WORK TO COMPLETE: Write out exactly the lines running from the one with "of the distant" to the last line of the entries, keeping both the first and the last.

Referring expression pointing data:
━━━━━━━━
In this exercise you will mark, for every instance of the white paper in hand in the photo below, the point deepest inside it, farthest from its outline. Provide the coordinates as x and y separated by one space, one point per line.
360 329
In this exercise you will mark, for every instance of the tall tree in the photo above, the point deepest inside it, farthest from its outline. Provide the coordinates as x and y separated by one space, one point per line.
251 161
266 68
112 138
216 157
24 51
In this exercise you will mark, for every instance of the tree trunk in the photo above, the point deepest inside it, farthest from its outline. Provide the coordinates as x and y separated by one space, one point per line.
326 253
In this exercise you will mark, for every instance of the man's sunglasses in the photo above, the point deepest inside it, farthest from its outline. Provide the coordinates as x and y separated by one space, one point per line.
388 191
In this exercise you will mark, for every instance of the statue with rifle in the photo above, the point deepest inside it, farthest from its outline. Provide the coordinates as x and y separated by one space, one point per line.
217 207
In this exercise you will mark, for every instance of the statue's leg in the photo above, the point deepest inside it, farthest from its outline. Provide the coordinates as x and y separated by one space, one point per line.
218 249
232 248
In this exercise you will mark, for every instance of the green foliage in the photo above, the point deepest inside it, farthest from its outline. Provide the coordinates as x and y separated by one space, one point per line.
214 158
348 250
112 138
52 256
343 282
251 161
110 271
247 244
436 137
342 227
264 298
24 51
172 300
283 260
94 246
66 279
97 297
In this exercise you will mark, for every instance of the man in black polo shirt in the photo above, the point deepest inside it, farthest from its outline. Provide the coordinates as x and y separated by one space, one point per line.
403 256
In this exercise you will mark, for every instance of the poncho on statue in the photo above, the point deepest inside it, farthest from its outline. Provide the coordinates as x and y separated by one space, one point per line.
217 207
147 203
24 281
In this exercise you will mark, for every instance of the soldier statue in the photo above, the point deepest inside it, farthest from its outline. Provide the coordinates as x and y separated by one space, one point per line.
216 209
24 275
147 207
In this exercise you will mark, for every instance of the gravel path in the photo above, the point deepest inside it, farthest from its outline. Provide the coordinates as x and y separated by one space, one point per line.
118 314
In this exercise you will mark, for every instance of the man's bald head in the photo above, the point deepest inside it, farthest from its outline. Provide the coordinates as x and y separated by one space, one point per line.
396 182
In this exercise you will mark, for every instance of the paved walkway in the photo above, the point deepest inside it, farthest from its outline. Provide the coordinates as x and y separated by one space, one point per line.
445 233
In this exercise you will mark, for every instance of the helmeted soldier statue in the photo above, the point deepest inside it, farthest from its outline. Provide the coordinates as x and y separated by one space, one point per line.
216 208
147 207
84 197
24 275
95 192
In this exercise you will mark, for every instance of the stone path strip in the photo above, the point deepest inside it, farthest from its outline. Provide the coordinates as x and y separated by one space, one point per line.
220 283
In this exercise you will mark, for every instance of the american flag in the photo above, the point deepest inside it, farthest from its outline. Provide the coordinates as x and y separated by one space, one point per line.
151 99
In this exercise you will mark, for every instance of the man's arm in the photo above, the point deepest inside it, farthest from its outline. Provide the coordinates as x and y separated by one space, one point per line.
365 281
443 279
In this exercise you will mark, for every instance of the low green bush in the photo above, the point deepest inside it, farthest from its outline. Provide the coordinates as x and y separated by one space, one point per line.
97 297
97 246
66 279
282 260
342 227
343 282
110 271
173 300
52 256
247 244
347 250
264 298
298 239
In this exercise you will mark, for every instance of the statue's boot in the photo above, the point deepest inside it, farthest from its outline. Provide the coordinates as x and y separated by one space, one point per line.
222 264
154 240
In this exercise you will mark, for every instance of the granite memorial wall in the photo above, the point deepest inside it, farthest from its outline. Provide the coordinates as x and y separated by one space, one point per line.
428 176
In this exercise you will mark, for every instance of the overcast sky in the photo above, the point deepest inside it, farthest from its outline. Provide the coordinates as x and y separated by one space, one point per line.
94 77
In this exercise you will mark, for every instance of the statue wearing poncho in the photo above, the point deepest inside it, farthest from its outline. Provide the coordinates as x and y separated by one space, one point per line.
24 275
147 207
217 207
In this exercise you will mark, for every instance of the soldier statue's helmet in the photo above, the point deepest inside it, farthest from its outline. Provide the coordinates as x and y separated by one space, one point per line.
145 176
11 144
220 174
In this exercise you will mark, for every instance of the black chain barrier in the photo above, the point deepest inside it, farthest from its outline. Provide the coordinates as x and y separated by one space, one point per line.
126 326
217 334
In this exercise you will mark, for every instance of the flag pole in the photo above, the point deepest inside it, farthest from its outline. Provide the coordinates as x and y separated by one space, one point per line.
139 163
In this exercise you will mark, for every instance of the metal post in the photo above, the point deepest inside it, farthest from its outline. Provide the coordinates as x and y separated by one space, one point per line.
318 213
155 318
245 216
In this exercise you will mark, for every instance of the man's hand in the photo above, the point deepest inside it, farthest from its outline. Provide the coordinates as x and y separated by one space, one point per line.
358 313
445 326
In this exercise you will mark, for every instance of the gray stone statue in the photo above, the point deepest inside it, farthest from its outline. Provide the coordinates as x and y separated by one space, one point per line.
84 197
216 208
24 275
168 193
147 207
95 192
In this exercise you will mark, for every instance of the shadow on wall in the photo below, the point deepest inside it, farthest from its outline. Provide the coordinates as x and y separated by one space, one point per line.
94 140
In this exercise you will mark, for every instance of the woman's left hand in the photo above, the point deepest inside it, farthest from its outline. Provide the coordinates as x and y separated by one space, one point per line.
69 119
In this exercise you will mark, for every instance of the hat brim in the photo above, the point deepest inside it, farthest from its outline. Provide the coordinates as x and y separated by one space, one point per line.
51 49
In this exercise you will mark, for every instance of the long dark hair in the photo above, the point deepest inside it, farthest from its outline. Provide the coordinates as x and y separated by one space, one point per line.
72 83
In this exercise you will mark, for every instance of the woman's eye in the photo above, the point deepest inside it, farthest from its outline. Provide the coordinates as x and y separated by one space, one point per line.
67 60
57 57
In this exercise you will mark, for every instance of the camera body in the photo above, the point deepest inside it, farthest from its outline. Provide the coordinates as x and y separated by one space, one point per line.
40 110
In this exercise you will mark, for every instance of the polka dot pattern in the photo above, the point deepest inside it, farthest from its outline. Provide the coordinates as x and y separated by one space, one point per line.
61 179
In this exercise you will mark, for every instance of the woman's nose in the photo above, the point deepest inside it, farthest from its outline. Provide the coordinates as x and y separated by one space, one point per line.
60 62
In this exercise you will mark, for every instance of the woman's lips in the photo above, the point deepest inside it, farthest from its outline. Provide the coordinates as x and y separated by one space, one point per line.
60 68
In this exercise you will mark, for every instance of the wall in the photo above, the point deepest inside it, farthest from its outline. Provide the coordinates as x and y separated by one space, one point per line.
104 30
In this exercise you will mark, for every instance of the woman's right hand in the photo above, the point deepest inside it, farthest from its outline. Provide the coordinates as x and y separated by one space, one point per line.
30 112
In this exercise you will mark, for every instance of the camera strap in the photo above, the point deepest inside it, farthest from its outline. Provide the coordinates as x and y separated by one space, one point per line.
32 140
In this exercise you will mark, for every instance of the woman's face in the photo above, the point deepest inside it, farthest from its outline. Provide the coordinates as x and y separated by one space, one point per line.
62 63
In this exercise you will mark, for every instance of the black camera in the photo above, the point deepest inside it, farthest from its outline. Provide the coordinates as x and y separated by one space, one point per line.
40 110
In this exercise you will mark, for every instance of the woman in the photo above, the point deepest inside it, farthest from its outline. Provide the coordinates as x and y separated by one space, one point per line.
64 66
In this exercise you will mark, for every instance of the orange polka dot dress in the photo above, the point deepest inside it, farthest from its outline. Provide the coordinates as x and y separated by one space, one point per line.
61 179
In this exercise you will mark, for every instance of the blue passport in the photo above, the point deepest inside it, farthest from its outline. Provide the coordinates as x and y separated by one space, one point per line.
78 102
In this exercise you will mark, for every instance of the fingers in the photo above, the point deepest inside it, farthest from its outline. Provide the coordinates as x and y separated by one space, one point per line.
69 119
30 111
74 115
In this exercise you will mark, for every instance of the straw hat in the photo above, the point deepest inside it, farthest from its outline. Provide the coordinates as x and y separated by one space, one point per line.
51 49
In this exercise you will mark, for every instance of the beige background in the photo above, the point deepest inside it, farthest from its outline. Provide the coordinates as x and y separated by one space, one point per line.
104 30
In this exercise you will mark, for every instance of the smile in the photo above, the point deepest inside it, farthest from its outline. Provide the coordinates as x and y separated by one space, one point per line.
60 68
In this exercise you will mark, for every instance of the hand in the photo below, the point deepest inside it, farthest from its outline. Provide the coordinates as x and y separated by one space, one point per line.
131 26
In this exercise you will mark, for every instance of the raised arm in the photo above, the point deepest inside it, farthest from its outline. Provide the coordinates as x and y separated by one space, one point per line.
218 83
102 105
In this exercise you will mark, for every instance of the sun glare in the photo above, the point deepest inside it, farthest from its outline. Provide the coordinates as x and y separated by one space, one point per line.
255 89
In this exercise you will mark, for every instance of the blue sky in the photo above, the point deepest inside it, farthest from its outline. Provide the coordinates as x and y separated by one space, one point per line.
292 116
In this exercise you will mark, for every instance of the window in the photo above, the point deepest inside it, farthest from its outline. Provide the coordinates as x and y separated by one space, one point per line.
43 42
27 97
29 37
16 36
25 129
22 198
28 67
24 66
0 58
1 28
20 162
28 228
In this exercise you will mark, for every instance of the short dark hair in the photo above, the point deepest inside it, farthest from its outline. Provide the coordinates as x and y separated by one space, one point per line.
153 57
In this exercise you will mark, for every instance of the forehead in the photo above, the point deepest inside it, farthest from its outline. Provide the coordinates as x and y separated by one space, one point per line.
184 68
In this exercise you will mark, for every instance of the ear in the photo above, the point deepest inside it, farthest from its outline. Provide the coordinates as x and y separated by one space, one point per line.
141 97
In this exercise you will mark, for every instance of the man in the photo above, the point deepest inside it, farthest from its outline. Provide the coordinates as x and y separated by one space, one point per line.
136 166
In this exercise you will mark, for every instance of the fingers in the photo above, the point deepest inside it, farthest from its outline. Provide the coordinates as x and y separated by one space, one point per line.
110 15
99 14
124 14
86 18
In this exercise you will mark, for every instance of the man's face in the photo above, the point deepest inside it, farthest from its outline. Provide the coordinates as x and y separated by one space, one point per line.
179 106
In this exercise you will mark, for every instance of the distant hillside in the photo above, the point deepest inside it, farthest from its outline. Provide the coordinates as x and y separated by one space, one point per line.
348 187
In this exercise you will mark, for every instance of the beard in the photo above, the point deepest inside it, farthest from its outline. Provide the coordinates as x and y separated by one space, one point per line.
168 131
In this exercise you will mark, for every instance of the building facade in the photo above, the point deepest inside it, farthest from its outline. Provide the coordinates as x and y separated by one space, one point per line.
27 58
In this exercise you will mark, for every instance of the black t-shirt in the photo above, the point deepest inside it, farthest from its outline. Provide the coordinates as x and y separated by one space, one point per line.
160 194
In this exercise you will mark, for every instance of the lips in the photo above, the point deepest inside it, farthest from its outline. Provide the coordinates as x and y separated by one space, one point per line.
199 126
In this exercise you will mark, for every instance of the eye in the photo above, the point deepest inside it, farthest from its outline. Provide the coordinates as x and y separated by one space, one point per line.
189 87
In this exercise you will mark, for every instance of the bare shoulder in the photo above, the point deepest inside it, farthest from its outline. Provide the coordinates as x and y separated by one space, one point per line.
━━━━━━━━
REPLY:
In this exercise you will mark, for every instance of the distant hillside in the photo above, the point deepest inside it, farthest from its outline. Provide the coordinates as x and y separated by one space, one point per line.
348 187
In this exercise you will mark, for every instance of the beard in the photo above, the point deepest inside it, farthest from its outline. Provide the coordinates as x and y separated by one space, one point per line.
168 131
In this exercise you will mark, for every instance of the building facade in the photo above, the point deepest inside it, farthest from its outline. Provide the coordinates as x and y separated by one space, one point per line.
27 58
In this exercise you will mark, for every instance of the black t-shirt in the photo above, the point deepest inside it, farthest from its outline. Provide the coordinates as x and y separated by one space, one point per line.
160 194
In this exercise you will mark, for every instance of the lips in the photo above, the point deepest inside it, farthest from its outline. Provide the coordinates as x and y separated by one space, one point per line.
199 126
In this exercise you will mark, for every instance of the eye in the photo above, the point deepest inside it, farthest from its outline. Provide the coordinates as x and y separated by one space, one point per line.
189 87
In this exercise you will mark, for every instance of the bare shoulder in the photo above, the point deepest inside it, farthest from its outline. Provide the coordinates as x and y separated by one space, one point per line.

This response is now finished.